# Text excerpt
>> BEGIN

[sebhc] Floppy drive circuit boards
Barry Watzman
Watzman at neo.rr.com
Thu Sep 21 15:02:53 CDT 2006
In general, no, there are no adjustments on the board related to the
specific drive mechanics, with one exception: The motor control circuit of
the Wango / Siemens has a pot to adjust the disc rotational speed. This is
not common but is a characteristic of this particular design. But in
general, you can swap a drive PCB between drive chassis with no concern for
any differences between the chassis (presuming that we are talking about
working drives and chassis).
Note that you could have seemingly identical drives and boards with some
major differences (e.g. the Tandon 48 tpi and 96 tpi drives look identical),
but the boards will have different part numbers at the highest level (the
actual differences may be nothing more than jumpering or parts values of
circuit boards that are, in fact, identical). But I'm not aware of any such
differences in seemingly similar boards from the Wangco / Siemens family of
drives.

>> END

# Entries supplied
>> BEGIN

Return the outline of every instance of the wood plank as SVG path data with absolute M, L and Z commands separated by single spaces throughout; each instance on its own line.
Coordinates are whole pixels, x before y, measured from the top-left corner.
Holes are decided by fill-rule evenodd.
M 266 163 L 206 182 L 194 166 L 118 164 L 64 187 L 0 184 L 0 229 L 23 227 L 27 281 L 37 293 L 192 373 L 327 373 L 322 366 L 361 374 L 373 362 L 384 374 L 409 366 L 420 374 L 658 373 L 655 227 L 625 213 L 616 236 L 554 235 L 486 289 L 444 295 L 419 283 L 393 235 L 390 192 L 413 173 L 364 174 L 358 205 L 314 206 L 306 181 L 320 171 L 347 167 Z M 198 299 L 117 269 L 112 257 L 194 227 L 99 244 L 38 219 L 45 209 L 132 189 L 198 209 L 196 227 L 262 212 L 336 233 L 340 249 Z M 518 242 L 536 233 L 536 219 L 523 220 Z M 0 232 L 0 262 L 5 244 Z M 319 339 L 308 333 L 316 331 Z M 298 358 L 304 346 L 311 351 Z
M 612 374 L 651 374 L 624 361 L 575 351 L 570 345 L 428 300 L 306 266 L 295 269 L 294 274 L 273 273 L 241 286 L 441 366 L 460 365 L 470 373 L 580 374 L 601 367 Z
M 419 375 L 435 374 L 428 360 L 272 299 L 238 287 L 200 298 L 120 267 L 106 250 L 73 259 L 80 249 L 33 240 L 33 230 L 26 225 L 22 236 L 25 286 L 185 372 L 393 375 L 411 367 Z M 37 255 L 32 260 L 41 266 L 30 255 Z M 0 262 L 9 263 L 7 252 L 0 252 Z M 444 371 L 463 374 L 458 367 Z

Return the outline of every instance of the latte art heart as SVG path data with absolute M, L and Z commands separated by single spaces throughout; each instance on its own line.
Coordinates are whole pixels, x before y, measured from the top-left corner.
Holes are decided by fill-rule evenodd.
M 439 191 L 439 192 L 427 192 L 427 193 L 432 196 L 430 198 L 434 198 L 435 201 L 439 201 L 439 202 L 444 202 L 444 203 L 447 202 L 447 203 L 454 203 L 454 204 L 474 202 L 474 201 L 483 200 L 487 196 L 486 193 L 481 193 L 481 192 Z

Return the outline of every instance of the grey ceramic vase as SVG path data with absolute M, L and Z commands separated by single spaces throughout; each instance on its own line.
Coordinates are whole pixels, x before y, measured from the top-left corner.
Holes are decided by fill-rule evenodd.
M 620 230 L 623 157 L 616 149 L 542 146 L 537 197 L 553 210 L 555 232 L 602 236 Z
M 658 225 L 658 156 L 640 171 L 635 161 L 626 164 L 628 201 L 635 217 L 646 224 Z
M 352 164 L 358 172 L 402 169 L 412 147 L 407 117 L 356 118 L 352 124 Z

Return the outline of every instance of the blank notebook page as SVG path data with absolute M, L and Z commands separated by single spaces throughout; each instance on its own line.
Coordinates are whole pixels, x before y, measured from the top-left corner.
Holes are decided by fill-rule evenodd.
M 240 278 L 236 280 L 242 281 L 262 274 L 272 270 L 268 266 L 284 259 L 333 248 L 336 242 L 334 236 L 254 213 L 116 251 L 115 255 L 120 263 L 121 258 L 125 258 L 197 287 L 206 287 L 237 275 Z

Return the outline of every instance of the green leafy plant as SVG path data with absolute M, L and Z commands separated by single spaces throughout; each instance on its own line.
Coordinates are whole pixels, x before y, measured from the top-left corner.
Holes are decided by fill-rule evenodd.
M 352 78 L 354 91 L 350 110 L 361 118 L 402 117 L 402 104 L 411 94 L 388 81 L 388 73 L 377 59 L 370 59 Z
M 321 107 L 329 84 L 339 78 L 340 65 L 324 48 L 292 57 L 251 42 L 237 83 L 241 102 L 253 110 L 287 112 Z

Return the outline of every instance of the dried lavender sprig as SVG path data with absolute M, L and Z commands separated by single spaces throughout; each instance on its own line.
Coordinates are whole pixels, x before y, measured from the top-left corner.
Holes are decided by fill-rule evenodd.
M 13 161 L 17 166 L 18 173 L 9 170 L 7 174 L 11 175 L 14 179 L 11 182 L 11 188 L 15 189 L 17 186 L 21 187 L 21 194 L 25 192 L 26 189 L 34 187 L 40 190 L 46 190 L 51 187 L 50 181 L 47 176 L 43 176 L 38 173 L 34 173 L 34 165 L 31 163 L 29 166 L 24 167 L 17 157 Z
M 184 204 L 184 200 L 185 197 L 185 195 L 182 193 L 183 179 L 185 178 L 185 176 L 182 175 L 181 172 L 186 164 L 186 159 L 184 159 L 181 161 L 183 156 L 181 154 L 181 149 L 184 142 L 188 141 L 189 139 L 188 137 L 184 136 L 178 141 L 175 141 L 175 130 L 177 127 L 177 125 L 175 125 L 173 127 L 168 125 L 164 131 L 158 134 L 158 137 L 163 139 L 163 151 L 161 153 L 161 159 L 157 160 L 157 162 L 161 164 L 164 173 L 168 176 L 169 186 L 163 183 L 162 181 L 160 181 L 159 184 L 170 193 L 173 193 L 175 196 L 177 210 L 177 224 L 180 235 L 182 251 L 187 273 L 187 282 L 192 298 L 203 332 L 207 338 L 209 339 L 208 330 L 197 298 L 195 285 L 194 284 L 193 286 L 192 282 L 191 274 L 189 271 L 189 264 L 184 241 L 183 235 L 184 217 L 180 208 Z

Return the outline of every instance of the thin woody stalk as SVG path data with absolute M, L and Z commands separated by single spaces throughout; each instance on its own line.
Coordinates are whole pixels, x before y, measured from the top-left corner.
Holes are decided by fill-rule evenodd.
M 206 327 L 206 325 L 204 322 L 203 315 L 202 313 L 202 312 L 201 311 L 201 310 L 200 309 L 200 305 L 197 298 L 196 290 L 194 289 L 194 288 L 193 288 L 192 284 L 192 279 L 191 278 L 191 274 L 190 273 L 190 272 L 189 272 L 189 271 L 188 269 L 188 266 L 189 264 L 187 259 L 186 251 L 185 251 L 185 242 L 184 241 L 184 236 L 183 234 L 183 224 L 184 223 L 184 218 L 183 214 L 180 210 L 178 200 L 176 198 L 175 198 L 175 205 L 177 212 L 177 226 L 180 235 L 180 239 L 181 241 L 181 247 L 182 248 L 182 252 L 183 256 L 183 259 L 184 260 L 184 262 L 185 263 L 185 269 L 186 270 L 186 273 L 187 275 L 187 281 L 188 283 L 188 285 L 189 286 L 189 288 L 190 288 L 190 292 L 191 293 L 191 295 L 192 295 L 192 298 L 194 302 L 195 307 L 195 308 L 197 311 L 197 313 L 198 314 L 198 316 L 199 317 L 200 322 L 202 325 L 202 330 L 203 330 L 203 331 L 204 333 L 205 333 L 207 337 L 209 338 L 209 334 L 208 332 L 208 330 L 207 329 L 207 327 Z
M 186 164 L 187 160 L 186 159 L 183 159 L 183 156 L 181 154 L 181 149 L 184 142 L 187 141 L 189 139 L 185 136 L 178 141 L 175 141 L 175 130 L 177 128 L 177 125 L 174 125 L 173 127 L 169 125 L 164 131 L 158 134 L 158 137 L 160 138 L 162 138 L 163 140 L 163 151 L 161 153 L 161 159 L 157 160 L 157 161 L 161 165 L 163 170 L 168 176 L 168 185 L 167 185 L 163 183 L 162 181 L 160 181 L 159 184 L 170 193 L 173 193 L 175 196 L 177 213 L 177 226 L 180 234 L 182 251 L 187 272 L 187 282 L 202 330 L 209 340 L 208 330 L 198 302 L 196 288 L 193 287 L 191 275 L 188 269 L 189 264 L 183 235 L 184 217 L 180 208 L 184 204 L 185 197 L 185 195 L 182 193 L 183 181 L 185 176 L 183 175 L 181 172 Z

>> END

# Short task 1
Translate this sentence from the floppy drive board post into Spanish: "This is not common but is a characteristic of this particular design."
# Short task 2
In the floppy drive board post, list each line that comes before the message body (the body begins "In general, no").

# Task response 1
Esto no es común, pero es una característica de este diseño en particular.

# Task response 2
- [sebhc] Floppy drive circuit boards
- Barry Watzman
- Watzman at neo.rr.com
- Thu Sep 21 15:02:53 CDT 2006